### What to work on
**1)** In the forum post about the text-size help page, what fixed pixel size did the writer choose for the body text?
**2)** Write the next part of the forum post about the text-size help page, starting after its last sentence.

On this help page at the very least the help text should be big enough
to read - e.g. 1.0em. But then that begs the question - if the text was
big enough in the first place, the visitor wouldn't need the page in the
first place, would he?




I put the too small to read? page in there because the deputy chairman of
the station who is overseeing the project couldn't read the site.   In my
browser, it all looks fine.  In his it doesn't.  It's a conundrum.  If he
set up his browser properly, the site would look ok. 

You don't think the 'help' page is much use obviously. Well my problem is, I
can't see the issue I'm trying to solve.  I don't know how to set up my
browser wrongly so I get the same view that our deputy chairman does.   You
do apparently.  Since the help page looks wrong to you, and I can't see the
problem that I'm trying to solve, perhaps rather than merely criticising you
could help me out here by suggesting what would be a better setting.  I
figured that for anyone who saw the text on the site as being too small, the
only way I could give them a page that they could definitely see would be
one with text fixed at the normal pixel size used in the old-fashioned sites
- namely with body text fixed at 11-15 pixels (I chose 13px).

### Material
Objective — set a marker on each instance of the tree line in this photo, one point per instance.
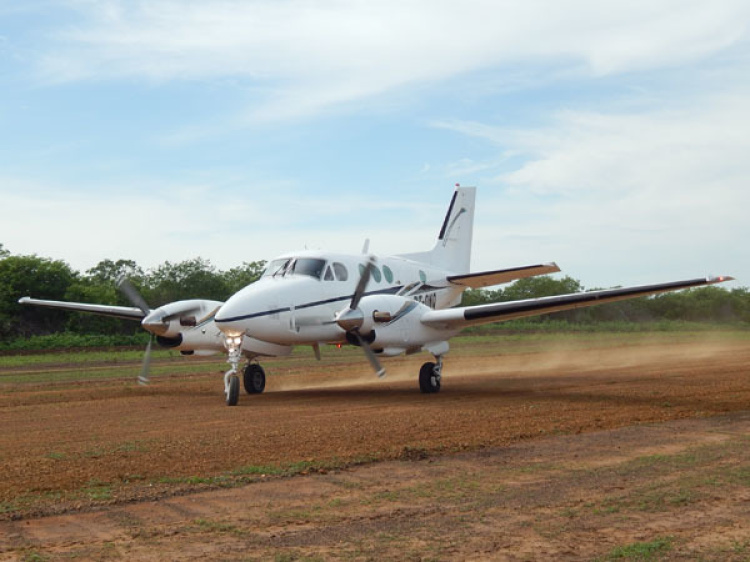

### Expected results
**1)** 13px.

**2)**
To be honest I don't know how to deal with this issue and perhaps others
might like to suggest a way.  If they can't see the site because it's too
small, and I want to keep the relative font sizing,  how to I deliver a help
page that they can see?  It's silly to give them a page with fonts in
relative sizes (1.0em) because that's the problem they're trying to solve!
For the others that size is huge.  


The chevrons placed to the left of the teaserpara.h2 in Gecko are
obscuring the h2 in IE.

The chevrons obscuring text?  Not in any browser I use at any resolution
I've been able to test at.  Perhaps you can give me some more details of
your resolution settings, os etc.



I didn't look into the why, but at higher resolutions, the topmost menu
wraps below itself on top of the dark background. Also, the date is
split into two parts, part on the left, the rest imposed illegibly on
the dark blue background of the top of the schedule table.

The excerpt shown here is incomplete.